YOUR TASKS:
a) From the commentary on script vetting, reproduce the part that opens with the words containing "hey, what about" and closes with "survived peer review.".
b) In the commentary on script vetting, how long ago did the one man first write a book about the queen?
c) Write the next part of the commentary on script vetting, picking up after its final sentence.

EXTRACT PROVIDED:
- - -
ONE MAN, people. one man, who is deemed an expert because he is one of many people who first wrote a book about the queen twenty years ago, vets the script to ensure historical accuracy.

hey, what about a woman too? or a whole team of experts? there’s a cartload of things in the jackie episode alone which would not have survived peer review.

my point being: i don’t think we fully appreciate the power single individuals wield over our understandings of lives in circumstances like these. that is a lot of responsibility for one man- over the story of the queen and phillip and margaret and charles, but also all the ancillary characters.

here is my beef (and it is my beef with jackie too because my research is about the way we muddle in people’s life narratives to produce culturally useful stories and the ways in which those stories are connected to the times in which they are told while also having long-term nefarious effects):

this is awful, what we are doing to this woman right now.
- - -
DATA PROVIDED:

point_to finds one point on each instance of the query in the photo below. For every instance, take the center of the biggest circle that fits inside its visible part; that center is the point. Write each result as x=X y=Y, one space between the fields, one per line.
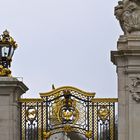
- - -
RESULTS FOR EACH TASK:
a)
hey, what about a woman too? or a whole team of experts? there’s a cartload of things in the jackie episode alone which would not have survived peer review.

b) Twenty years ago.

c)
(Jacqueline Kennedy at the christening party for Anna Christina Radziwill, London, June 1961)

inevitable probably and we’ve been doing it for years and whatever it is that i want to do with her may not be all that much better but i hope that it will be more humane and at least it will be something different.

i should say that i do not know jackie. i know a lot of details about her though i would not characterize them as “facts.” norman mailer’s marilyn monroe term “factoids” is probably the best we’ll ever have for most of these people that we talk about as though we really know them.

i have lots of factoids. and among those factoids, there ain’t nothing like what was depicted in the crown.

(Jacqueline Kennedy at the christening party for Anna Christina Radziwill, London, June 1961)

there are a lot of jackie biographies. a lot of them are problematic. and, collectively, they claim a lot of ridiculous things for which limited evidence exists. even in them, there is no account of the events the crown depicts.

jackie was in london. jackie and jfk met the queen. she reportedly wanted her sister there because her sister lived in london then and, given her position, she liked to include her sister in things so she wouldn’t feel left out and because she herself had more fun when her sister was there to share in it.

the kennedys were also in london, in addition to the state visit, to attend the christening of lee radziwill’s child.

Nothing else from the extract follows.